— Data shown —
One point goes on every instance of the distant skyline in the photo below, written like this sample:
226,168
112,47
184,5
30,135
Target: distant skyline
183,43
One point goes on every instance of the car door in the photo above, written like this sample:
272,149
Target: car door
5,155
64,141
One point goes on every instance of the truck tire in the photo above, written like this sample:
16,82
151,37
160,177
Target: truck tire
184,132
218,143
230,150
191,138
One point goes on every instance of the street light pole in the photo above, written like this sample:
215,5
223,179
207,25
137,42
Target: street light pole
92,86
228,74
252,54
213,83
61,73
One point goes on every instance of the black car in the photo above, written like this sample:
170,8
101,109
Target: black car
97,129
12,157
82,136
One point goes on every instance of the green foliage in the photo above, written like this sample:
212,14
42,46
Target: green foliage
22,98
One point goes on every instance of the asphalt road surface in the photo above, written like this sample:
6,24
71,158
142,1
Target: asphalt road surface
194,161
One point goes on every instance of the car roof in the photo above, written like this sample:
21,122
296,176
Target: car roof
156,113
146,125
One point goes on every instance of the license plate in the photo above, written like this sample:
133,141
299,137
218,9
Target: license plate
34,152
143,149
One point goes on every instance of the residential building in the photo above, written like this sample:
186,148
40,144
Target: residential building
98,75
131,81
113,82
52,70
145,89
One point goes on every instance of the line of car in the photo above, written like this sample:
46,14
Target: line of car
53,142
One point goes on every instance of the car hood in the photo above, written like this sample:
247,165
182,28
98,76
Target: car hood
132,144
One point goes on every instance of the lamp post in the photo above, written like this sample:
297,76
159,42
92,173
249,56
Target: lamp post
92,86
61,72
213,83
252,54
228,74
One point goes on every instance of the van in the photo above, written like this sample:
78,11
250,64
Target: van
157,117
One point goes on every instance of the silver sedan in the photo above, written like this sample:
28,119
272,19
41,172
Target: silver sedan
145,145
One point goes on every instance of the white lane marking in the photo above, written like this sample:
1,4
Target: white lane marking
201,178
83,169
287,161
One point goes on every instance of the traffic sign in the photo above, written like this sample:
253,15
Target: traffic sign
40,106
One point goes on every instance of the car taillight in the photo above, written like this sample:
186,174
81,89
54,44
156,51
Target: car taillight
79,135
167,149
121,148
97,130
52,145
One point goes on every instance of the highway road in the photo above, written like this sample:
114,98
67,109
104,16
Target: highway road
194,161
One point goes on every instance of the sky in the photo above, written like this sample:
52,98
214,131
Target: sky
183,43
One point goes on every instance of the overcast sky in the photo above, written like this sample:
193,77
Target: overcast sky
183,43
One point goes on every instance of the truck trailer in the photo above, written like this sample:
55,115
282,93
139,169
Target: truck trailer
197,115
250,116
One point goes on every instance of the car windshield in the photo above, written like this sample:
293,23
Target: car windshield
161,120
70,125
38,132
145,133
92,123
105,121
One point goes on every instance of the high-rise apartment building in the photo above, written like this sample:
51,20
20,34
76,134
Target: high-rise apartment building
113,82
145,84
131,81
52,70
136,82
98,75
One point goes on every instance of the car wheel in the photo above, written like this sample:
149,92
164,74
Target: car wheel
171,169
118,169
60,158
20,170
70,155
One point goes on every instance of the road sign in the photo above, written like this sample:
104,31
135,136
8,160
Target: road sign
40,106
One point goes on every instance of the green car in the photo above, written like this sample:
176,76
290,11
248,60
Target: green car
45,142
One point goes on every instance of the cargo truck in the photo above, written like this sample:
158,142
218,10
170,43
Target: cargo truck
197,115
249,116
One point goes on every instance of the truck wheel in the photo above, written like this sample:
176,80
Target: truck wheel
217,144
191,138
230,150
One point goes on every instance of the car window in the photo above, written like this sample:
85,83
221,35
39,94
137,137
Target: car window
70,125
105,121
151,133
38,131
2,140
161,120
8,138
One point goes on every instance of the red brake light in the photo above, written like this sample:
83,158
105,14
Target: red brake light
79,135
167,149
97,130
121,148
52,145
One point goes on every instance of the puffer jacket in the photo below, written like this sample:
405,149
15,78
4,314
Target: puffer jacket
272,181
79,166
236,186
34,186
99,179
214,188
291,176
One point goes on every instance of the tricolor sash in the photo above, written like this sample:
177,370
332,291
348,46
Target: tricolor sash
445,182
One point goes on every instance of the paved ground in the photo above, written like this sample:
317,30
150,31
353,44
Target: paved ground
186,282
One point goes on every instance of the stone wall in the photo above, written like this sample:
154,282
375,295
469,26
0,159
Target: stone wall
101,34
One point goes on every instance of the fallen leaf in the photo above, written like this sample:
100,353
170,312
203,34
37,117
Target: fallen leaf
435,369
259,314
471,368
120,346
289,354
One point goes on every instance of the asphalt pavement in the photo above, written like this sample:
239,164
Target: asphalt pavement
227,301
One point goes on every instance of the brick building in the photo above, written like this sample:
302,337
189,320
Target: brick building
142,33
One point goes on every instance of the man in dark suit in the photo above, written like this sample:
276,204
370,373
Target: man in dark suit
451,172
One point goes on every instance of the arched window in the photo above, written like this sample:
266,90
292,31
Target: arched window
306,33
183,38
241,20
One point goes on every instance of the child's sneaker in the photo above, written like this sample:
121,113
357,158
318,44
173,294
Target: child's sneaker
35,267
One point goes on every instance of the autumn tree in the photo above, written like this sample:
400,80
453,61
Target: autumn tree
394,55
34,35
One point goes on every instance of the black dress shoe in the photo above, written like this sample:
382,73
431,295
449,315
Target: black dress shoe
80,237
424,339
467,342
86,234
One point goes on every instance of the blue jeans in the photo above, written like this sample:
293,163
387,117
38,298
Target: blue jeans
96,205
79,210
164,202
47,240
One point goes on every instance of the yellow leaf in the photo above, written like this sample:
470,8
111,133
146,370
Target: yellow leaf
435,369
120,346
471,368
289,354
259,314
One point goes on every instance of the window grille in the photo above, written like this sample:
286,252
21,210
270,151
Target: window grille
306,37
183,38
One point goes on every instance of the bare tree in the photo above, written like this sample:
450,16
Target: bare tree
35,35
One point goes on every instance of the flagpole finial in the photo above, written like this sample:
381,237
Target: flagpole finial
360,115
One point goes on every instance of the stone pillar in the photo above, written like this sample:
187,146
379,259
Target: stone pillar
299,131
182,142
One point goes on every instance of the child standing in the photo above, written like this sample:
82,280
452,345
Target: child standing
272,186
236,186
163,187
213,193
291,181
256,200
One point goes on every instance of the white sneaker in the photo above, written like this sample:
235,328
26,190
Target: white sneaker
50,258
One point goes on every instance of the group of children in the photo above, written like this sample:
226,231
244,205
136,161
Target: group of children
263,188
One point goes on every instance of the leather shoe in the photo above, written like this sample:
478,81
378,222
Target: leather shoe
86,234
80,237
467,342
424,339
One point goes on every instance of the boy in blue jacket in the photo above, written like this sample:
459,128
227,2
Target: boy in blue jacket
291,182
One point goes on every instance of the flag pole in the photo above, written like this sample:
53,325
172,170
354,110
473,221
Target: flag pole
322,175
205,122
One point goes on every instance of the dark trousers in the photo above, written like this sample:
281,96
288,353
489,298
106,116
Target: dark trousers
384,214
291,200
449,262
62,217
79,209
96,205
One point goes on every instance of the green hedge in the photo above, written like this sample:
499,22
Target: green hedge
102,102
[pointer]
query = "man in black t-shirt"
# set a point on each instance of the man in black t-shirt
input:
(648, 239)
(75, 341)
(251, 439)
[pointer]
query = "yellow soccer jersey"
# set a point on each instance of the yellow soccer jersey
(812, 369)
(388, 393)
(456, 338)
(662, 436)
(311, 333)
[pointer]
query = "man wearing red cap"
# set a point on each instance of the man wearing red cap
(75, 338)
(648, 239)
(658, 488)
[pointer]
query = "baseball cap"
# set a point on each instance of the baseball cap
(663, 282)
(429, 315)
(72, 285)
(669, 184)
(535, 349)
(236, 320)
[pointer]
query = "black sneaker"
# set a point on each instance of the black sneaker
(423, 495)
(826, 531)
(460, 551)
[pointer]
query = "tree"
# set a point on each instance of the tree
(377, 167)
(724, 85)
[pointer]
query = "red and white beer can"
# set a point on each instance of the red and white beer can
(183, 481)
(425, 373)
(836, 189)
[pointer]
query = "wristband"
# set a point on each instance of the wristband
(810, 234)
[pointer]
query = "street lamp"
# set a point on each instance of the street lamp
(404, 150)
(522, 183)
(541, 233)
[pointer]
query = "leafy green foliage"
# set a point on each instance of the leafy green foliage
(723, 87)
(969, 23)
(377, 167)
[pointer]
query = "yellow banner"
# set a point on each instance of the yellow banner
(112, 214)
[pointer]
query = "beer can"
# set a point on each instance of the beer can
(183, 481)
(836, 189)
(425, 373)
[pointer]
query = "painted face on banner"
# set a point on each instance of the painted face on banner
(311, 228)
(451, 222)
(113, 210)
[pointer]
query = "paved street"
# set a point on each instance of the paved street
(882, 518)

— Your objective —
In the entries above, find each line containing the string "shirt" and copy it.

— Worked solution —
query = "man in black t-shirt"
# set a point on each instance of the man in black t-shirt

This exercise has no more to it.